> _SHORT EXERCISE_: Starting with the line that contains "Practice. Spot the pink", set down each line through the end of the entries below, exactly and with nothing added.

Excerpts of location labeling data
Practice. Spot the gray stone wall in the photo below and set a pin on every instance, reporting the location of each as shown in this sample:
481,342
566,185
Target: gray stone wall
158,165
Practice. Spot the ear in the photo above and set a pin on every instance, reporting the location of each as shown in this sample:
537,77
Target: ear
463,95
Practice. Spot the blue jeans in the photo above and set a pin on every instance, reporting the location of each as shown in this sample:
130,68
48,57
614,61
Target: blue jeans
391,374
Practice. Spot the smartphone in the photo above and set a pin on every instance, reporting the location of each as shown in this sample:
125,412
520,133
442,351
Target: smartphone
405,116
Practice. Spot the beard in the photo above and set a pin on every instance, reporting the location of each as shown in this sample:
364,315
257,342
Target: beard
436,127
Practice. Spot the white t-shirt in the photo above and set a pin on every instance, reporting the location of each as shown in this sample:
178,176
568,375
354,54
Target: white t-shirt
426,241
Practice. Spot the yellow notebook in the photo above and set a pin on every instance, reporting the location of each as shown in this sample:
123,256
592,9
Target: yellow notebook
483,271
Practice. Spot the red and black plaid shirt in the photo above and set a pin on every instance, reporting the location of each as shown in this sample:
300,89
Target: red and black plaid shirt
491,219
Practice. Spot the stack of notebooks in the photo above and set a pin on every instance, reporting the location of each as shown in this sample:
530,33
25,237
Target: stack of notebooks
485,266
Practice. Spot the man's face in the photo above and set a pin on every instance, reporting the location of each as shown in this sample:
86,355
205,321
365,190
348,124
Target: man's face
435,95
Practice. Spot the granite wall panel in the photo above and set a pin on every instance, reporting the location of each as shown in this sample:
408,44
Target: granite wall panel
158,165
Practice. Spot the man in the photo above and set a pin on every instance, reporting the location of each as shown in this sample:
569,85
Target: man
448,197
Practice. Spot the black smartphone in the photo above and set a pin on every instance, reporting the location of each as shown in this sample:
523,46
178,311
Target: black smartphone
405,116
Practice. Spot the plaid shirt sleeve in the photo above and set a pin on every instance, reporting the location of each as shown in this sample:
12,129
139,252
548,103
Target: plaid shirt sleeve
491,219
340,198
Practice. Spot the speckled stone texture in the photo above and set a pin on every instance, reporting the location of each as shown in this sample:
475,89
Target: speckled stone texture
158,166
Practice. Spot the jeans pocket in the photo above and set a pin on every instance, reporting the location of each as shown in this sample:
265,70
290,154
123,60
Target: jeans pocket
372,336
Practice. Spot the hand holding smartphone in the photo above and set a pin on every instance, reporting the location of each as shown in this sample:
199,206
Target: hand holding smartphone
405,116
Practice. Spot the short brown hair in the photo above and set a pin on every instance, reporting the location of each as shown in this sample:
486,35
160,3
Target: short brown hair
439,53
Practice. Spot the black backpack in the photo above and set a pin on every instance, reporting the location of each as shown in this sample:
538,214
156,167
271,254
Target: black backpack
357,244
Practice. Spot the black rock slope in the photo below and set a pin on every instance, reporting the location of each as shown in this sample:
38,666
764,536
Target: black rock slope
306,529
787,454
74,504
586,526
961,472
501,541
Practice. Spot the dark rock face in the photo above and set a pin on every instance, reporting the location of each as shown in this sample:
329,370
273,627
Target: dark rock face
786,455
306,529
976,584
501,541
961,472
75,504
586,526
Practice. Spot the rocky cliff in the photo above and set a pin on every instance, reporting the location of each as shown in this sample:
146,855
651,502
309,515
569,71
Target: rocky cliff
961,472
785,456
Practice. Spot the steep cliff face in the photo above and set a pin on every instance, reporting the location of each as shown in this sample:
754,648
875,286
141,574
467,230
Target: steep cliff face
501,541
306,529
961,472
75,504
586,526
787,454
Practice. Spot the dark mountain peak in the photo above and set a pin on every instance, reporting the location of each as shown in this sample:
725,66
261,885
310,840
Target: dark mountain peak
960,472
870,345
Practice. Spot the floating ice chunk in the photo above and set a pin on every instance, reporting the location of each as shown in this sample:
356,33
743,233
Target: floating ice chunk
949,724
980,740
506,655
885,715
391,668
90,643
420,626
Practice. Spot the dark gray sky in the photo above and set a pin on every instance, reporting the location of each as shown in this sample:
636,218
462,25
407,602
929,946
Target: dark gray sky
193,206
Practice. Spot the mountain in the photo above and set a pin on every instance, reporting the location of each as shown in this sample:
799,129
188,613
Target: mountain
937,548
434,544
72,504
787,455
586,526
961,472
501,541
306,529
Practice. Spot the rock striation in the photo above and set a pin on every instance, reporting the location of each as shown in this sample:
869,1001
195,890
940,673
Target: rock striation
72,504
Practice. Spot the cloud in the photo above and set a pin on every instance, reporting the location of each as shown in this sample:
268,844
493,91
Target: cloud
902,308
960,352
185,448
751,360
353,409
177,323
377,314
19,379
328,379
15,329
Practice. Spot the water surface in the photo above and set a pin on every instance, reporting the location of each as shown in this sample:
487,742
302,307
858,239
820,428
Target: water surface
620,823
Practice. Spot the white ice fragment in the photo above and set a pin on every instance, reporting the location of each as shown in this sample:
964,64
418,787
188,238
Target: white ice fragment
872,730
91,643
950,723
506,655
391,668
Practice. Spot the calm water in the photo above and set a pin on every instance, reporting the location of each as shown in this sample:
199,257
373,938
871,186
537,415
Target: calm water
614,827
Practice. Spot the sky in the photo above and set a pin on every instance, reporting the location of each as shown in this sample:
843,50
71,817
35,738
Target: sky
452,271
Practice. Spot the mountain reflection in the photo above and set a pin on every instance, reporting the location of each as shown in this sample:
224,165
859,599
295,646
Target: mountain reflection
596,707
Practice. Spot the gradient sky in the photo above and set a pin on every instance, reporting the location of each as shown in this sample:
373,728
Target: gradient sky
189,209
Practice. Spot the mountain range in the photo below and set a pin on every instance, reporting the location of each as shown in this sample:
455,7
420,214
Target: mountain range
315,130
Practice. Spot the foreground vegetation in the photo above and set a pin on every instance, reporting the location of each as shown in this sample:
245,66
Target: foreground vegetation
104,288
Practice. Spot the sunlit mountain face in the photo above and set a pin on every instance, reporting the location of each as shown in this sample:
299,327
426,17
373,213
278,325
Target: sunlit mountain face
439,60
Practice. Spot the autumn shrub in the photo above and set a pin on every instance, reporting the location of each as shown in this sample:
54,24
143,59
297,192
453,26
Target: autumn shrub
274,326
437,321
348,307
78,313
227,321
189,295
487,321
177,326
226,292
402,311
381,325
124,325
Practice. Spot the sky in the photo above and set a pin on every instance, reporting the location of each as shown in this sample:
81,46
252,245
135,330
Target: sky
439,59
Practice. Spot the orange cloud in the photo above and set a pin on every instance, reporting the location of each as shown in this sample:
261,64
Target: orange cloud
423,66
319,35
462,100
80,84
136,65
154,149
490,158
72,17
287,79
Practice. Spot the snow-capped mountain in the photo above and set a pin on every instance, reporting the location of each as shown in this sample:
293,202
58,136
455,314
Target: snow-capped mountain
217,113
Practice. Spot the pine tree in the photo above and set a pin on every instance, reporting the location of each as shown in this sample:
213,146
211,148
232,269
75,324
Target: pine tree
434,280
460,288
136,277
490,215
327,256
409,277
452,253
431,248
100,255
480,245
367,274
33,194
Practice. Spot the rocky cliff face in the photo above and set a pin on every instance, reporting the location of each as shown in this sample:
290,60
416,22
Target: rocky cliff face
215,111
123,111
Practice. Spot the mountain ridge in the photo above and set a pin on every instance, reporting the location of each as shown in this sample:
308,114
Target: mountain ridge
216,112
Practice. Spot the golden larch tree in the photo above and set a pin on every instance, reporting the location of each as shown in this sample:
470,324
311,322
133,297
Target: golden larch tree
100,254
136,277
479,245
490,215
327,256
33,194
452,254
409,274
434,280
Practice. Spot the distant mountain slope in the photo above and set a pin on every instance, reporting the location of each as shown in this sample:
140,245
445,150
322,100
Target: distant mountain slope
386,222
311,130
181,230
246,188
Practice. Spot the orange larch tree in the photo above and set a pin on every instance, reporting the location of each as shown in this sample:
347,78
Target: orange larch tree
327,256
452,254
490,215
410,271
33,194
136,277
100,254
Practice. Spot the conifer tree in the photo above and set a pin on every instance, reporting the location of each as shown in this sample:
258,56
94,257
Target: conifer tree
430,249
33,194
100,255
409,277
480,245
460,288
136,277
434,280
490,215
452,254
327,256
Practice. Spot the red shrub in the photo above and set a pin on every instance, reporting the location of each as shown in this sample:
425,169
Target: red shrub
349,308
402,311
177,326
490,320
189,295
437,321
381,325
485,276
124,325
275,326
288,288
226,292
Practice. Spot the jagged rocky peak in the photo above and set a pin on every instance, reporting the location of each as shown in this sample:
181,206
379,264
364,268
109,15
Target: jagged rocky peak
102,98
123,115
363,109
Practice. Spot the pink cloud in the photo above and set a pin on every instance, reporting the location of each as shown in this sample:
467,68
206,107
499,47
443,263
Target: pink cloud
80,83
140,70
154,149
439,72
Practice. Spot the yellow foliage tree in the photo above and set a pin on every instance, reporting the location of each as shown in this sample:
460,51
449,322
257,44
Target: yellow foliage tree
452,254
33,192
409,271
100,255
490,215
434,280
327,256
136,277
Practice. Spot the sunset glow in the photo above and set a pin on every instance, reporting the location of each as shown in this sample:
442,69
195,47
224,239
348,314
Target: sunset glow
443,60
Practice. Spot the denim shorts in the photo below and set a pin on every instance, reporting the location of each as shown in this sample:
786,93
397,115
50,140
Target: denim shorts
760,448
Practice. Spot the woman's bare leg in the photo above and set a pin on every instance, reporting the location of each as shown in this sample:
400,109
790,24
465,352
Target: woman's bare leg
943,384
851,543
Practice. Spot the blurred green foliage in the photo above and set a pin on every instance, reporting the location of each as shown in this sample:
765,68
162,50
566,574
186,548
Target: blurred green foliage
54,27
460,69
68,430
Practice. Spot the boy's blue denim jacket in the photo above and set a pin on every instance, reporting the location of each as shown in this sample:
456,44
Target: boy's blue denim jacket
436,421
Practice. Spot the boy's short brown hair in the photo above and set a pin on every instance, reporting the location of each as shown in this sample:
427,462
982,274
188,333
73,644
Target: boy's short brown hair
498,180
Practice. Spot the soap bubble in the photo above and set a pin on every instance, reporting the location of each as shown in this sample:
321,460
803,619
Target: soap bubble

> _RESPONSE TO THIS EXERCISE_:
Practice. Spot the pink cloud in the photo above and set a pin on every instance, reporting the location of each as shown in this sample:
467,68
206,107
499,47
443,263
Target: pink cloud
80,83
140,70
154,149
439,72
Practice. Spot the yellow foliage tree in the photo above and set a pin on every instance, reporting the location of each as shown in this sample:
460,51
449,322
257,44
Target: yellow foliage tree
452,254
33,192
409,271
100,255
490,215
434,280
327,256
136,277
Practice. Spot the sunset glow in the photo above and set a pin on every instance, reporting the location of each as shown in this sample:
442,69
195,47
224,239
348,314
Target: sunset glow
443,60
Practice. Spot the denim shorts in the photo below and set a pin on every instance, reporting the location of each as shown in this sample:
786,93
397,115
50,140
Target: denim shorts
760,448
Practice. Spot the woman's bare leg in the photo above and set a pin on every instance, reporting the location of each as shown in this sample:
400,109
790,24
465,352
Target: woman's bare leg
943,384
851,543
Practice. Spot the blurred green foliage in the photo above and set a pin on every instance, reporting the location of each as shown in this sample:
765,68
162,50
566,574
186,548
Target: blurred green foliage
54,27
460,69
68,430
Practice. Spot the boy's blue denim jacket in the photo above and set a pin on every instance, reporting the location of each as shown in this sample:
456,44
Target: boy's blue denim jacket
436,421
Practice. Spot the boy's short brown hair in the photo above and set a pin on every instance, reporting the location of each as shown in this sample:
427,462
982,274
188,333
73,644
Target: boy's short brown hair
498,180
Practice. Spot the soap bubble in the photo above and set a pin on every instance, reporting the location of each as shown in this sample:
321,460
803,619
Target: soap bubble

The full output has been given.